**Task brief:** Scan the records that follow, and whenever a line has the word "below", copy it.

**Stored dataset items:**
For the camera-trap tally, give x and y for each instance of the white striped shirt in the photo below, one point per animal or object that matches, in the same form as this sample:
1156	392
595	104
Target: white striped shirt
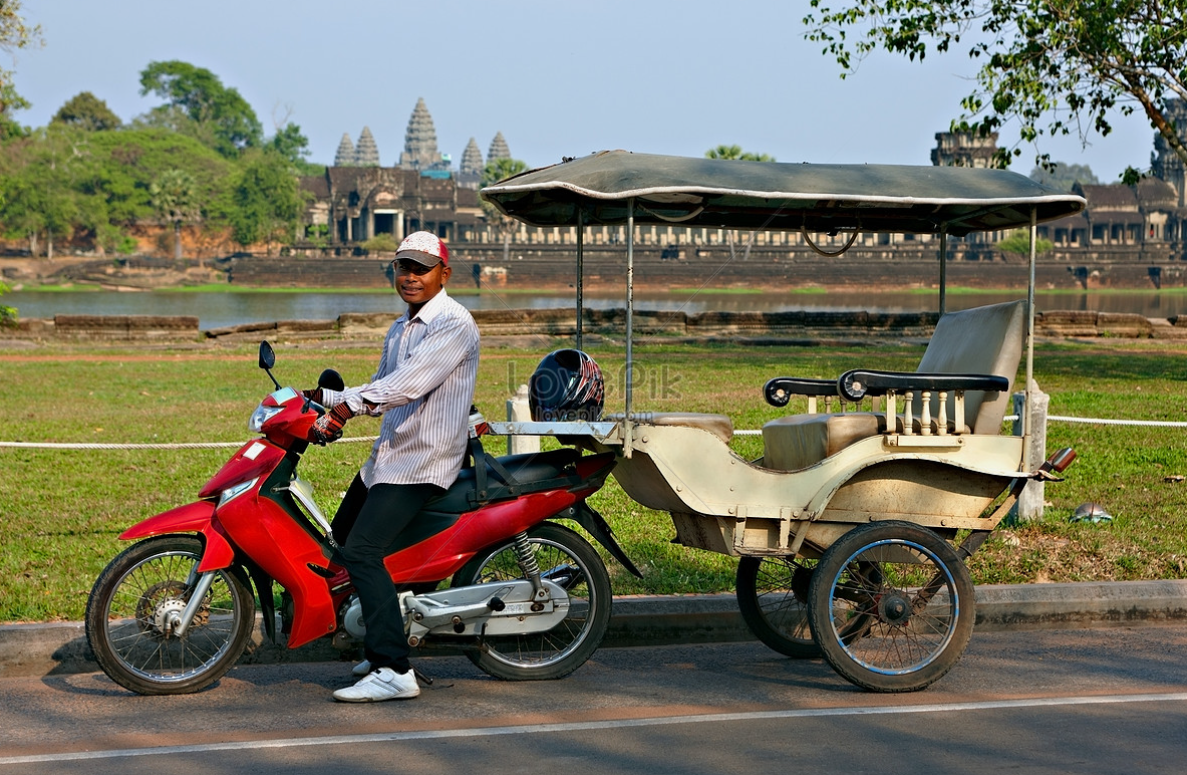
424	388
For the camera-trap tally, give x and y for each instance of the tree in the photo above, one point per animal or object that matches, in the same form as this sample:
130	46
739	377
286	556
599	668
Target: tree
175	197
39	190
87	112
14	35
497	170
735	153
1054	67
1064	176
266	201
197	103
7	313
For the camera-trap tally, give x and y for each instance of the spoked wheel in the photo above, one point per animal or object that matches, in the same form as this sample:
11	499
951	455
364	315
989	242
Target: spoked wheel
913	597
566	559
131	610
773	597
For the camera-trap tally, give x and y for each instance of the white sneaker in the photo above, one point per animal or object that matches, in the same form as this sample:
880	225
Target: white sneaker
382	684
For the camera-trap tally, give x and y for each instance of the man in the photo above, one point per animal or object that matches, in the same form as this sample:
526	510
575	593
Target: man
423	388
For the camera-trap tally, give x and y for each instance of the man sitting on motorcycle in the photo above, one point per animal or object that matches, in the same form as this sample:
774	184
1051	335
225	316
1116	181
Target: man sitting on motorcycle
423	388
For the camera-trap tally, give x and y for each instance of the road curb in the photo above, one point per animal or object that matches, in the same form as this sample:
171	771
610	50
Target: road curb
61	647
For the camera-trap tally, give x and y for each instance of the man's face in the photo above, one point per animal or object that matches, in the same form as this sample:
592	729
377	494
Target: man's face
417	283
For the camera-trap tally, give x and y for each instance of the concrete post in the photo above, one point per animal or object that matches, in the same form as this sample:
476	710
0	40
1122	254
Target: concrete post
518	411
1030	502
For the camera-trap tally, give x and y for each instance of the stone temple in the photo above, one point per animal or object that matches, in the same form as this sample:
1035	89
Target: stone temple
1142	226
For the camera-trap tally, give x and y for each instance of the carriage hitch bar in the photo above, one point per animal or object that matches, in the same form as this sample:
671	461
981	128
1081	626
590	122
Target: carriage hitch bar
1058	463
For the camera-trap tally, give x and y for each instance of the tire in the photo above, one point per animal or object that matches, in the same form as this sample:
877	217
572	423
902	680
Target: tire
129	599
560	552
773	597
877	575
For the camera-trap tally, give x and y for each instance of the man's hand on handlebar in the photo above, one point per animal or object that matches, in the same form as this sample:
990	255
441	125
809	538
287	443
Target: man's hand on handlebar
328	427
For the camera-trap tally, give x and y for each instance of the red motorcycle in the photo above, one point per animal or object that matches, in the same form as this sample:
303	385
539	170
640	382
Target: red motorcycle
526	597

* * *

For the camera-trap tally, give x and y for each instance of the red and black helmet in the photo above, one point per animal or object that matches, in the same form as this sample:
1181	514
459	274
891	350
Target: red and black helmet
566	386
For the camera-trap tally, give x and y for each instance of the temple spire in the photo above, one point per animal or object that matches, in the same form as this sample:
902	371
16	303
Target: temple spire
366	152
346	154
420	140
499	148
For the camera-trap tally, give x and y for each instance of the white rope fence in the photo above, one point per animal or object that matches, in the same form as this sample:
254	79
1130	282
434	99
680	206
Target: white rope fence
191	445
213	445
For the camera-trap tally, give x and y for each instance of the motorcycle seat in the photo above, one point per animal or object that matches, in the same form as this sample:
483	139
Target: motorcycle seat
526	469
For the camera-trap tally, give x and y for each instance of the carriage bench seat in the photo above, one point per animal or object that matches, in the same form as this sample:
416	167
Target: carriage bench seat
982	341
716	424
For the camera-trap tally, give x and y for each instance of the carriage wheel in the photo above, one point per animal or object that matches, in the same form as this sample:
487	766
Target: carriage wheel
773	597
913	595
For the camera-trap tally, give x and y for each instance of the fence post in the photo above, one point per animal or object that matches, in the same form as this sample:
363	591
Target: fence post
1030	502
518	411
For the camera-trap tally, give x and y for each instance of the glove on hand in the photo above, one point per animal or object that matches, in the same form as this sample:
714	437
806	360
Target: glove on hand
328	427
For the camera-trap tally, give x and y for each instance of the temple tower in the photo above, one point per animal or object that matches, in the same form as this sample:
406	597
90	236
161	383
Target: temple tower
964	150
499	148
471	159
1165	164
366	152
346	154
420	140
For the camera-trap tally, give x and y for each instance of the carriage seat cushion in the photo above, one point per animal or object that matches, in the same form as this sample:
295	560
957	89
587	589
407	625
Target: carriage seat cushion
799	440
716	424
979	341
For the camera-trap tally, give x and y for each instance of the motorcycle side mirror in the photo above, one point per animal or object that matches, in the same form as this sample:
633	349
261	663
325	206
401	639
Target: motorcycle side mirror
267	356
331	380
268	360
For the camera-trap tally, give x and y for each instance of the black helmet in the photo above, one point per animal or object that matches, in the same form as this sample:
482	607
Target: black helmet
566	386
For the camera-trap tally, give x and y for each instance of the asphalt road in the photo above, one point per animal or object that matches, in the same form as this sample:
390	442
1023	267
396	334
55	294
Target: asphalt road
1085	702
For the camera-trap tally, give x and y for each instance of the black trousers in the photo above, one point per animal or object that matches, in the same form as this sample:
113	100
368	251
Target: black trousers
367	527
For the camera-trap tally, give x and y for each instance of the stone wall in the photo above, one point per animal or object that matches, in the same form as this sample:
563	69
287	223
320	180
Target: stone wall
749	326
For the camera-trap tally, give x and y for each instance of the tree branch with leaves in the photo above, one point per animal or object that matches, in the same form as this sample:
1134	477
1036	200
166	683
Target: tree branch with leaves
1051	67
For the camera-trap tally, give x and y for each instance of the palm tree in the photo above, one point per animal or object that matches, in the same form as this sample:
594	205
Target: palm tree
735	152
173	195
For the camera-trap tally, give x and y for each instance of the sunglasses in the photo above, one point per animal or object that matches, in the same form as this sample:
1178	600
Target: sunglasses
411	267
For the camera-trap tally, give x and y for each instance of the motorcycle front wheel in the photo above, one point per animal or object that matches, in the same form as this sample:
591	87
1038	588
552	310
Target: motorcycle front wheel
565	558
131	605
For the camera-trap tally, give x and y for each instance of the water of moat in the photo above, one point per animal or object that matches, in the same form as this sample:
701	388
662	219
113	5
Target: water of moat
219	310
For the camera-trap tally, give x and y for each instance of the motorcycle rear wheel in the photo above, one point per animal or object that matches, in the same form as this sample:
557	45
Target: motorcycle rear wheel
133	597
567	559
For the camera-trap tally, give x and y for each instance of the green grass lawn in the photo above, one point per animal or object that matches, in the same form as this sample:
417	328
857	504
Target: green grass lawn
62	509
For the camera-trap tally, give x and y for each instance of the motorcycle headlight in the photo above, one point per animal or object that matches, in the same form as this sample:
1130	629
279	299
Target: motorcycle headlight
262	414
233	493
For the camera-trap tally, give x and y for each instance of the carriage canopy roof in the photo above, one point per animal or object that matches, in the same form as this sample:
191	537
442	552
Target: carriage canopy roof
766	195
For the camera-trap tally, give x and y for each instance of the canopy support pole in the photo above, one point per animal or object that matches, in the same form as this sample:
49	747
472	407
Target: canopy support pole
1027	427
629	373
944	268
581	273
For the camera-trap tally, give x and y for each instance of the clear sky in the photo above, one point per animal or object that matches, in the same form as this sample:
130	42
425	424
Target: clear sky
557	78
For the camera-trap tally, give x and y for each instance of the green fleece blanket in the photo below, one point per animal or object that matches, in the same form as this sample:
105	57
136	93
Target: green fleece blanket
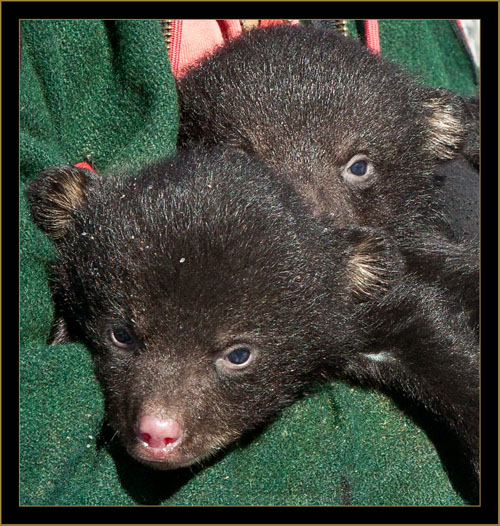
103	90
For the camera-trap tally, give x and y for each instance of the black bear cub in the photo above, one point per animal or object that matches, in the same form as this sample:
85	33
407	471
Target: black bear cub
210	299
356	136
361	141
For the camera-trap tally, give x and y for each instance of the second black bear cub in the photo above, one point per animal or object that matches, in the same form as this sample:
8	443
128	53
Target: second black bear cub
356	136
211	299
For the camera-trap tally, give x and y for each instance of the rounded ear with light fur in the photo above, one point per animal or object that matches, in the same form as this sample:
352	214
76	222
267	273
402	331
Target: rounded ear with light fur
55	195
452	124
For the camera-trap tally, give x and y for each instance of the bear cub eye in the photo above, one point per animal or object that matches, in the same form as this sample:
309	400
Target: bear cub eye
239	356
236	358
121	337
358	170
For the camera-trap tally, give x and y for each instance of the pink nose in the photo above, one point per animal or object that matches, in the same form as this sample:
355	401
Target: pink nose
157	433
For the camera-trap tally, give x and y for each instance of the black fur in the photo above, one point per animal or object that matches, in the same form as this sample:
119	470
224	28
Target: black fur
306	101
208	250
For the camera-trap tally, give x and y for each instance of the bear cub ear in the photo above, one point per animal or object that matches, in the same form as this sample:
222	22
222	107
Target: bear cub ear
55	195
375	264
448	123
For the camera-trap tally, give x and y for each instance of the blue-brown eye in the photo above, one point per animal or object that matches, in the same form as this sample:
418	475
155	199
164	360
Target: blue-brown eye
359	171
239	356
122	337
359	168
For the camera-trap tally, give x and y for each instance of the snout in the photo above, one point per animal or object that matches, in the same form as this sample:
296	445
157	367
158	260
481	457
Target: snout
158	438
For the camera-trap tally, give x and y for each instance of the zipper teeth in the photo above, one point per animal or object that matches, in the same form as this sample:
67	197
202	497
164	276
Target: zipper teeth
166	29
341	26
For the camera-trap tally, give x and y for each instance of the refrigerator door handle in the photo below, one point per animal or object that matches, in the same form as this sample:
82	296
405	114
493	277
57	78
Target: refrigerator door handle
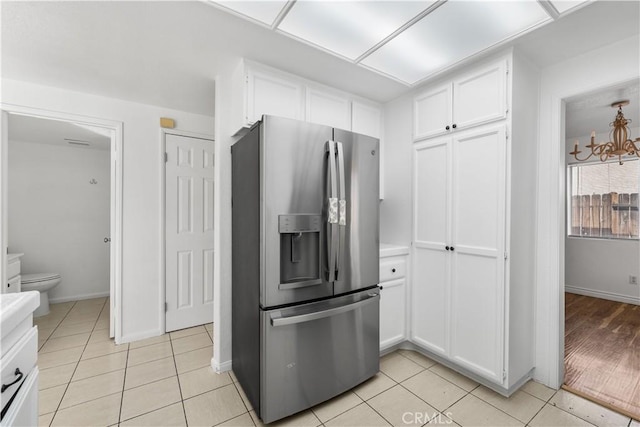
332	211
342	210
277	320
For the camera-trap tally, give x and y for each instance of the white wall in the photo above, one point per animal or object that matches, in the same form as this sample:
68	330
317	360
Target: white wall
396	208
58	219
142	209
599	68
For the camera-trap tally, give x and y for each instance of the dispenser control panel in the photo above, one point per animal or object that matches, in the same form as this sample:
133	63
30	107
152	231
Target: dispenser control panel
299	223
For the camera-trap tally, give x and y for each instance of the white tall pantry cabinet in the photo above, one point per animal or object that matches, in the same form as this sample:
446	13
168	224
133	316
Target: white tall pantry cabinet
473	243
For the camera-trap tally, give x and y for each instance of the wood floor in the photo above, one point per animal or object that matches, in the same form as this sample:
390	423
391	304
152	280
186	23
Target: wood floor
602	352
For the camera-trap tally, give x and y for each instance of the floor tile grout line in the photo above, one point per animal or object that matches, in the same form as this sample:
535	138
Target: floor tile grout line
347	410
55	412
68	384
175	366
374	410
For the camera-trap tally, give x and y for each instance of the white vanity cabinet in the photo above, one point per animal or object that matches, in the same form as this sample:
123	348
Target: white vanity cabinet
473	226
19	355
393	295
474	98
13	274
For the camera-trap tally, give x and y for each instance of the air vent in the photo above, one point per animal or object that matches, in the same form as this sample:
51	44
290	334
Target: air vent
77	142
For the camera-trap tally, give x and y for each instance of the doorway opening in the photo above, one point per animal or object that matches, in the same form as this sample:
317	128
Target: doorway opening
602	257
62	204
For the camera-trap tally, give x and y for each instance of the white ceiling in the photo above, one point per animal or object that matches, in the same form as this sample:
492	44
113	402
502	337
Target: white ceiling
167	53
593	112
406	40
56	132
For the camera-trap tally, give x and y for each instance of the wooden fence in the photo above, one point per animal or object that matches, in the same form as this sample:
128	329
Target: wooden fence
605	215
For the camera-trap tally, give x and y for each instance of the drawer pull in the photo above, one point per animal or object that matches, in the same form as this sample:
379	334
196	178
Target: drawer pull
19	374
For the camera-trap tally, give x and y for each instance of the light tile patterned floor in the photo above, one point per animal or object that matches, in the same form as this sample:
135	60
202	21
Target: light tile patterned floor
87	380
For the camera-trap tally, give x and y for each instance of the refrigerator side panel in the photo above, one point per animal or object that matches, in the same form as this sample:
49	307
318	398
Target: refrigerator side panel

...

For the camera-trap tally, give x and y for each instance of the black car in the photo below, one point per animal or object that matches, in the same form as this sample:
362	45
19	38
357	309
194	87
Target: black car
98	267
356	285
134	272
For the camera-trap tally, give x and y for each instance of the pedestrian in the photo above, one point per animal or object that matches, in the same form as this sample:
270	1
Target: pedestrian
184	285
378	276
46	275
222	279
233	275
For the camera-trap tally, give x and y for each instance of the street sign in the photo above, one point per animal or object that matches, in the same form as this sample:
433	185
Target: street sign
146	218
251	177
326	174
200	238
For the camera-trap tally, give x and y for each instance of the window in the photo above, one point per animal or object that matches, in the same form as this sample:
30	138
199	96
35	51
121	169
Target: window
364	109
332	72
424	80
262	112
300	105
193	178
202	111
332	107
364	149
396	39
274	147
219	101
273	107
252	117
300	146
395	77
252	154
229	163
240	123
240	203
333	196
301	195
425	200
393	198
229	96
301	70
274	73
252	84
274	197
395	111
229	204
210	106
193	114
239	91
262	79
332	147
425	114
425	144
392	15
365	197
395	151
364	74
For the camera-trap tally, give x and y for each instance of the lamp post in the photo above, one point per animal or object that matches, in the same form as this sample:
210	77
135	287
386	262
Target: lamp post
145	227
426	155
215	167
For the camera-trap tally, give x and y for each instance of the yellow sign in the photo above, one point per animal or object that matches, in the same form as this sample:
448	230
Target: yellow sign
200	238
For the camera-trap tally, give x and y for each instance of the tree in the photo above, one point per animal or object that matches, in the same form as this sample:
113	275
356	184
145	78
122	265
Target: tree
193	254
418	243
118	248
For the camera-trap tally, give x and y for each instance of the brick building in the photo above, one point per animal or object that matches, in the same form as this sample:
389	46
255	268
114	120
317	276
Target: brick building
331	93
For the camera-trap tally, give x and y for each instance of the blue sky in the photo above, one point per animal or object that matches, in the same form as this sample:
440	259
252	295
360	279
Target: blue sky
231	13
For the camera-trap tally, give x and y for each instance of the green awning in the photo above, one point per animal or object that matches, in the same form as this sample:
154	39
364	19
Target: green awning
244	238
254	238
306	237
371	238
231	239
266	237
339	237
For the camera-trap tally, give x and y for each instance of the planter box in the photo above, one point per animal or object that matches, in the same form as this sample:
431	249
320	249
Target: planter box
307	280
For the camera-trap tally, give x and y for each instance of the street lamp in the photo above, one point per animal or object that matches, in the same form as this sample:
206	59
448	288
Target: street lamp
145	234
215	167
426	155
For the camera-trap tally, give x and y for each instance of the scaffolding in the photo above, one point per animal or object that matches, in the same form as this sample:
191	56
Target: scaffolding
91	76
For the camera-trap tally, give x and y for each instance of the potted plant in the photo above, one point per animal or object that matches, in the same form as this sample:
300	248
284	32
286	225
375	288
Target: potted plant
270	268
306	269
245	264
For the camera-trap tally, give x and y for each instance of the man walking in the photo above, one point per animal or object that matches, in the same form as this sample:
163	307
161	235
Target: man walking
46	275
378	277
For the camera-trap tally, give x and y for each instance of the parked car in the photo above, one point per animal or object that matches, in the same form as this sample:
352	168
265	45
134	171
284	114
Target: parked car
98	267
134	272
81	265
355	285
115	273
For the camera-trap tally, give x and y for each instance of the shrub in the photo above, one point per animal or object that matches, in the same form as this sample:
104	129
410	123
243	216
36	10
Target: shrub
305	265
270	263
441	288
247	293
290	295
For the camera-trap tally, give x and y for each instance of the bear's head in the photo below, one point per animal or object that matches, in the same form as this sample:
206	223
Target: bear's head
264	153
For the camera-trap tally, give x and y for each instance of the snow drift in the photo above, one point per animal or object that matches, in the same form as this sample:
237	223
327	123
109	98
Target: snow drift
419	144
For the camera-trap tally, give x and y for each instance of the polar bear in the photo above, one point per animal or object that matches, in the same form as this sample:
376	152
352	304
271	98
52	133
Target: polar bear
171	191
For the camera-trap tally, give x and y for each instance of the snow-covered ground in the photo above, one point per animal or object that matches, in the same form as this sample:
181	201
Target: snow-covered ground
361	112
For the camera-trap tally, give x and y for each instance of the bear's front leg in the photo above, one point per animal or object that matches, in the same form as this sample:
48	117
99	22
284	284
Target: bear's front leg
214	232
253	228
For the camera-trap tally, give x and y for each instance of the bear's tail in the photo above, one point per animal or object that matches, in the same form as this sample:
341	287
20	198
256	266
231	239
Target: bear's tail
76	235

**Your solution:**
For the camera-trap tally, give x and y for each instance of the white striped shirt in the photo below, one point per animal or object that matches, in the same form as this sample:
For the camera-trap tally, give x and y for each instance of the green fleece blanket in the photo below, one point per animal or object that matches, in the same form as this sample:
For the camera-trap tally, give x and y for each instance of the refrigerator door handle in the photo below, one point per animal or object that matches, in the same form as this sample:
For the camera-trap tally, give x and y for each instance of the black car in the photo below, one point per animal or object that matches, in the same form as this sample:
For the camera-trap tally, give x and y for each instance of the bear's head in the photo below, one point per animal or object that matches, in the same form as this sample:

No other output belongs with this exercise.